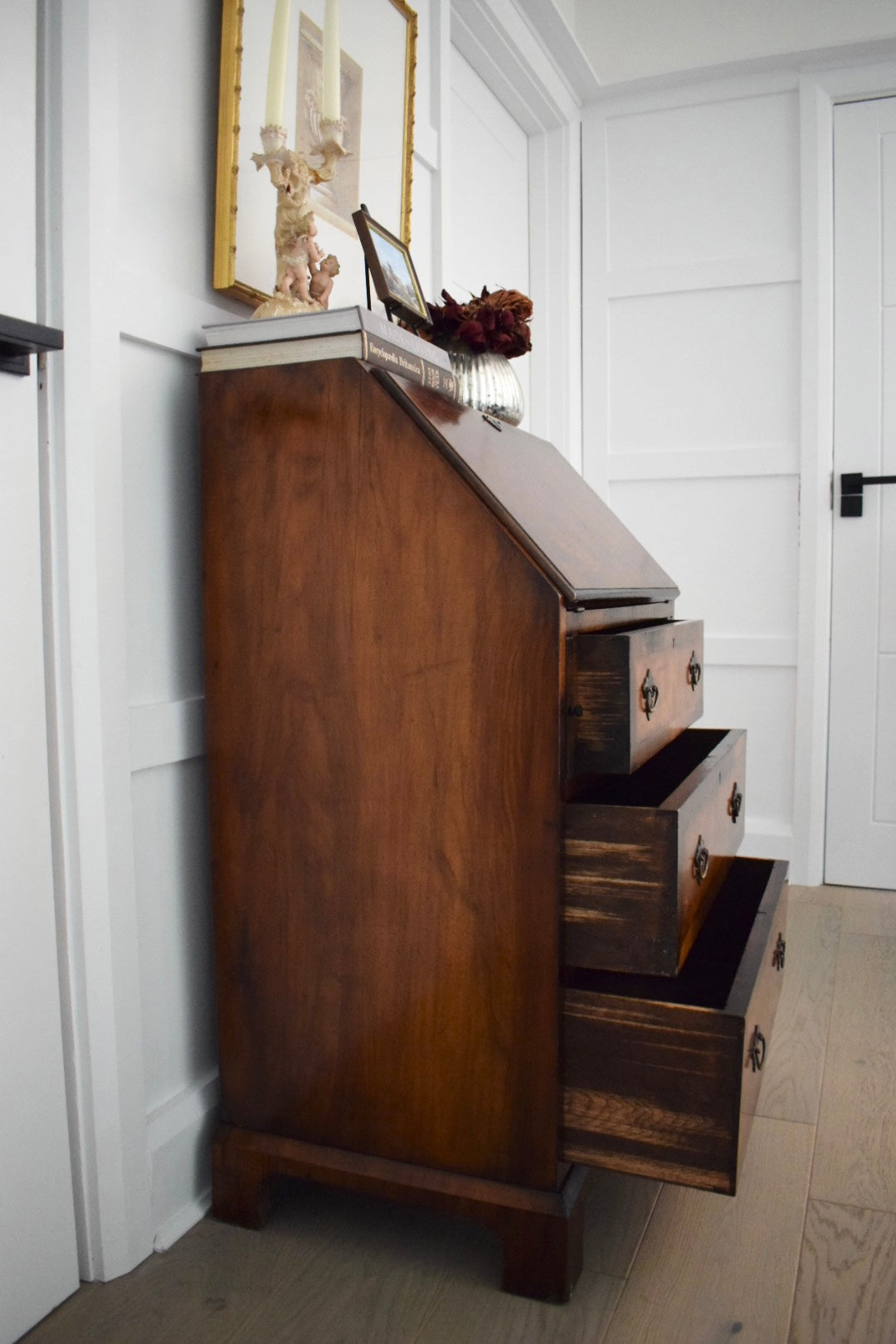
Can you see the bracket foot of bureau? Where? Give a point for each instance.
(540, 1230)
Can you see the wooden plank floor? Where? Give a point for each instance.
(805, 1253)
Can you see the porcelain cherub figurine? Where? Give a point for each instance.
(299, 256)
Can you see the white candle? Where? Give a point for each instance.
(332, 101)
(277, 66)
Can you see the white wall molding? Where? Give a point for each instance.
(692, 88)
(95, 828)
(500, 43)
(767, 839)
(555, 279)
(179, 1135)
(167, 733)
(674, 464)
(726, 273)
(562, 46)
(191, 1105)
(782, 69)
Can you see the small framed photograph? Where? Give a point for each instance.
(392, 270)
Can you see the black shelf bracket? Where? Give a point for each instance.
(21, 340)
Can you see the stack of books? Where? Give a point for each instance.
(336, 334)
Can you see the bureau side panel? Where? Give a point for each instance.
(383, 743)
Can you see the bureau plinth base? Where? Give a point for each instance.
(540, 1230)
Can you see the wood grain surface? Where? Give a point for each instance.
(631, 897)
(563, 524)
(713, 1270)
(664, 1086)
(856, 1144)
(793, 1075)
(540, 1231)
(383, 743)
(607, 726)
(846, 1283)
(692, 1268)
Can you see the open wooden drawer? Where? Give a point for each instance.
(661, 1077)
(645, 854)
(629, 693)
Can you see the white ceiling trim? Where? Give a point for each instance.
(499, 41)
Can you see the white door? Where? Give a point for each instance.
(38, 1257)
(488, 197)
(861, 763)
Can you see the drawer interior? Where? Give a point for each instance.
(657, 778)
(709, 976)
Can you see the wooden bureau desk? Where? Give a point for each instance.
(477, 914)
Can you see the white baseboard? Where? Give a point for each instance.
(767, 840)
(180, 1222)
(179, 1135)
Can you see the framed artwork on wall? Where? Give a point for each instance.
(392, 270)
(377, 54)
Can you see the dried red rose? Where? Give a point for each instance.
(497, 320)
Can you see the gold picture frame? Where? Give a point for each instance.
(377, 41)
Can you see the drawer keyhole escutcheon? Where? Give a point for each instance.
(757, 1055)
(700, 860)
(649, 694)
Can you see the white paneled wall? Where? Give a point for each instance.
(168, 65)
(692, 305)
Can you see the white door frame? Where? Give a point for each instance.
(820, 90)
(85, 637)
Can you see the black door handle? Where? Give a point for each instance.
(850, 491)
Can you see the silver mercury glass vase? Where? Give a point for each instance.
(486, 382)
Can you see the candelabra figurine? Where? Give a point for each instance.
(304, 275)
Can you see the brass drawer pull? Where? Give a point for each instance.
(649, 694)
(757, 1055)
(700, 860)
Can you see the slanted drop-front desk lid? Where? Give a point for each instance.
(543, 502)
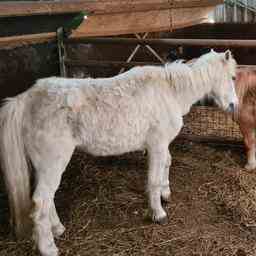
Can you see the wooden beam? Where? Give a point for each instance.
(8, 9)
(170, 42)
(138, 22)
(108, 64)
(16, 41)
(118, 64)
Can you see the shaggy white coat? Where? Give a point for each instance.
(140, 109)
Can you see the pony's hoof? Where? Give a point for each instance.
(58, 230)
(161, 221)
(51, 251)
(250, 166)
(165, 198)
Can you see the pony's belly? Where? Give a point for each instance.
(110, 144)
(114, 137)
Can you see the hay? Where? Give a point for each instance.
(103, 205)
(236, 195)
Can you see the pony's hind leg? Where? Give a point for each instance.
(50, 162)
(249, 141)
(157, 163)
(165, 190)
(57, 227)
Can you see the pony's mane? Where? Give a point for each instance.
(194, 72)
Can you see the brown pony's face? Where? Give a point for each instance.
(223, 91)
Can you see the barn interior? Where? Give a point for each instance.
(102, 200)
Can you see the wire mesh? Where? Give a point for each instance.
(209, 122)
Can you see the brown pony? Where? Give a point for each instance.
(245, 115)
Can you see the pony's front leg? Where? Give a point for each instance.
(165, 190)
(157, 163)
(42, 233)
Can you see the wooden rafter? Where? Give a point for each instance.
(9, 9)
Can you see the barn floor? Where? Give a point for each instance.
(103, 205)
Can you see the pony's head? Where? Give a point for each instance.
(223, 90)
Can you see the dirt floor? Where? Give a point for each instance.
(103, 205)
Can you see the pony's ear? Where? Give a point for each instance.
(228, 55)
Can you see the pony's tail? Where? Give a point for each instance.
(14, 164)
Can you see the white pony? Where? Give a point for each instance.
(137, 110)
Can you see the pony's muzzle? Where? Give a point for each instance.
(231, 108)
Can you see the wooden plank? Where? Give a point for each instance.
(8, 9)
(170, 42)
(136, 22)
(118, 64)
(15, 41)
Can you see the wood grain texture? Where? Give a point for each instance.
(21, 8)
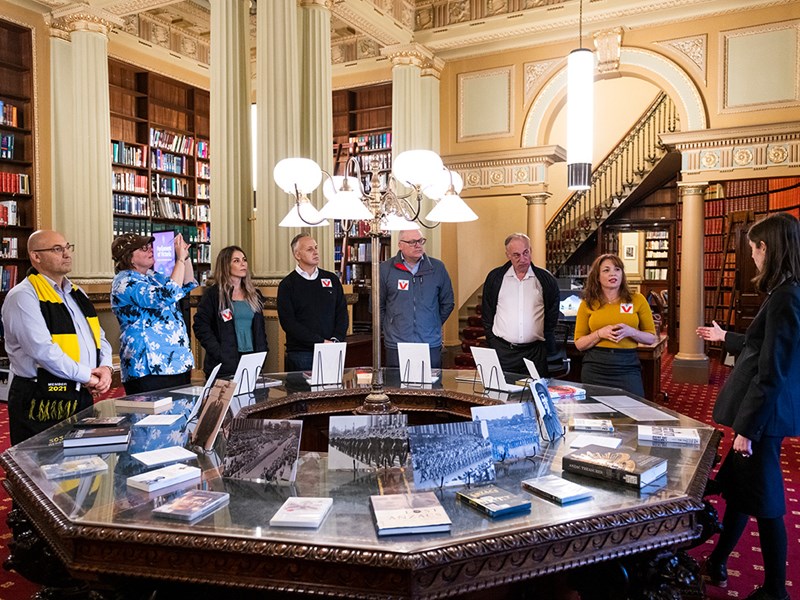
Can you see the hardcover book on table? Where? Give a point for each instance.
(302, 512)
(557, 489)
(634, 469)
(74, 468)
(605, 425)
(192, 505)
(398, 514)
(145, 403)
(685, 436)
(96, 436)
(164, 477)
(494, 501)
(92, 422)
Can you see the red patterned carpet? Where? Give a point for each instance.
(744, 568)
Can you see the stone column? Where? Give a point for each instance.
(316, 126)
(278, 136)
(86, 215)
(231, 193)
(415, 112)
(537, 223)
(62, 117)
(691, 362)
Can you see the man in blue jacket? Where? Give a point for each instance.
(416, 298)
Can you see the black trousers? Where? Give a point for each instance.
(29, 413)
(511, 356)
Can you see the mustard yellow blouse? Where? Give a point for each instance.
(636, 314)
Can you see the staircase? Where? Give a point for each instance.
(614, 182)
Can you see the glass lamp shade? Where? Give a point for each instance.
(440, 186)
(580, 113)
(303, 214)
(394, 222)
(451, 209)
(346, 205)
(417, 167)
(300, 173)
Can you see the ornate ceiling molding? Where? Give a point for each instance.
(712, 152)
(83, 17)
(365, 17)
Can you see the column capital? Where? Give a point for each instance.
(410, 54)
(538, 197)
(82, 17)
(321, 3)
(692, 189)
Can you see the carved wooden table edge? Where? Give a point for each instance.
(435, 573)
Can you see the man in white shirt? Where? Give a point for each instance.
(520, 309)
(311, 306)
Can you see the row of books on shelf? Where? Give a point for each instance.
(361, 252)
(191, 233)
(7, 146)
(202, 149)
(127, 154)
(9, 247)
(131, 205)
(14, 183)
(659, 274)
(126, 181)
(8, 213)
(357, 229)
(383, 161)
(9, 114)
(174, 142)
(8, 277)
(164, 161)
(171, 186)
(357, 273)
(373, 141)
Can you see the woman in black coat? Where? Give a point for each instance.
(229, 320)
(760, 401)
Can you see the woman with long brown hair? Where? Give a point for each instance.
(611, 322)
(229, 321)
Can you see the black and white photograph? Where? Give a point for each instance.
(262, 449)
(450, 454)
(511, 428)
(367, 442)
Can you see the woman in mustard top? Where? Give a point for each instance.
(611, 322)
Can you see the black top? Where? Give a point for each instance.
(550, 295)
(311, 311)
(218, 336)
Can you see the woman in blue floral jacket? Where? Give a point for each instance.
(154, 343)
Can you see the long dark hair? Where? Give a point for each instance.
(222, 278)
(780, 233)
(593, 292)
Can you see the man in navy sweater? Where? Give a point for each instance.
(416, 298)
(311, 306)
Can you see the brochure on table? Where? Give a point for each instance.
(491, 372)
(248, 371)
(328, 365)
(415, 363)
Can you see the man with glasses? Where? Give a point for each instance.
(58, 352)
(416, 298)
(520, 309)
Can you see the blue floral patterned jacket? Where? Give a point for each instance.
(153, 336)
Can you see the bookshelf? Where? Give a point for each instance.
(17, 202)
(362, 129)
(160, 157)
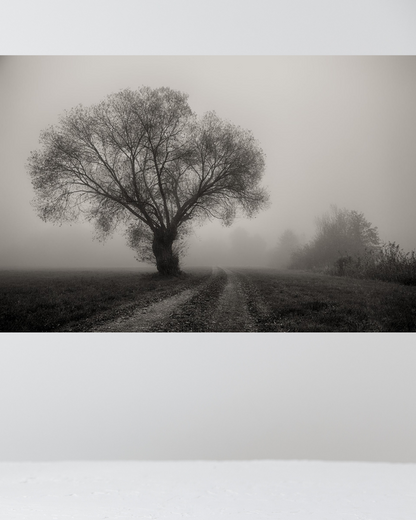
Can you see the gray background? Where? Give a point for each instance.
(208, 396)
(339, 397)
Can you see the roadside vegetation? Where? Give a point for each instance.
(346, 244)
(293, 301)
(44, 301)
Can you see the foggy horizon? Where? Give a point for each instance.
(335, 131)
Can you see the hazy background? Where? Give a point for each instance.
(335, 130)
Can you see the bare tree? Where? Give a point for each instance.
(141, 159)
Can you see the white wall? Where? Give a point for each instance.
(208, 396)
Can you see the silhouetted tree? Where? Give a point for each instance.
(141, 159)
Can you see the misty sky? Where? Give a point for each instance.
(335, 130)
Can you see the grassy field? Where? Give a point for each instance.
(306, 302)
(279, 301)
(44, 301)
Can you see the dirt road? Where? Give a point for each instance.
(218, 305)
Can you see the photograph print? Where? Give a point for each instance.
(208, 194)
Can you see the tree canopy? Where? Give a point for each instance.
(143, 160)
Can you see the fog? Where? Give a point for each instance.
(335, 130)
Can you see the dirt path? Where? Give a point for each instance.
(143, 320)
(232, 314)
(217, 305)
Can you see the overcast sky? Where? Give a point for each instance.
(335, 130)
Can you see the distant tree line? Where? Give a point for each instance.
(346, 244)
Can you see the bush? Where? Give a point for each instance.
(390, 264)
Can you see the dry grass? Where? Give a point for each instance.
(43, 301)
(290, 301)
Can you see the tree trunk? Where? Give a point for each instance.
(167, 261)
= = = = =
**Task**: Restate word for word the lines above that start at the line containing "Can you see the man in navy" and run to the end of the listing; exclude the pictures.

**Written response**:
Can you see the man in navy sweater? Where? Give a point for each instance.
(416, 298)
(311, 306)
Can you see the brochure on table? Where? Give a point for each instance.
(491, 372)
(248, 371)
(328, 365)
(415, 363)
Can you see the man with glasses? Where? Give a point for each instance.
(58, 352)
(416, 298)
(520, 309)
Can you see the blue floral patterned jacket? Where? Give a point for each instance.
(153, 336)
Can you see the bookshelf? Where? Give a point for each instance.
(17, 202)
(362, 129)
(160, 157)
Can you see the gray background? Where? Give a point for each instance.
(208, 396)
(339, 397)
Can you see the roadside vegetation? Where? Give a point for each instance.
(346, 244)
(293, 301)
(44, 301)
Can you see the foggy horizon? Where? Give a point for each instance.
(335, 131)
Can you see the hazy background? Where? Give a point for each instance.
(335, 130)
Can you see the bare tree? Where? Give a point for each instance.
(141, 159)
Can you see the white wall? Where? Give a point for each instance.
(208, 396)
Can you see the silhouetted tree? Where? Give a point for each instance.
(141, 159)
Can you see the misty sky? Where? Give a point for each instance.
(335, 130)
Can you see the grassy field? Where? Give a point for each instance.
(306, 302)
(279, 301)
(44, 301)
Can you see the dirt road? Where? Give a point for each instance.
(218, 305)
Can you see the photograph print? Where? Give a point for each instance.
(208, 194)
Can you see the tree canopy? Where? Give a point for each instance.
(143, 160)
Can you see the fog? Where? Give a point for each instance.
(335, 130)
Can you see the dirt path? Where? Give a point for each instance.
(143, 320)
(232, 314)
(217, 305)
Can you see the overcast sky? Where? Give a point for each instance.
(335, 130)
Can you see the distant tree line? Where? Give a point for each instance.
(346, 244)
Can you see the bush? Where? Give a point for each instance.
(390, 264)
Can you see the dry grass? Where? Give a point for each instance.
(43, 301)
(290, 301)
Can you see the tree trunk? Where? Give a point for each instance.
(167, 261)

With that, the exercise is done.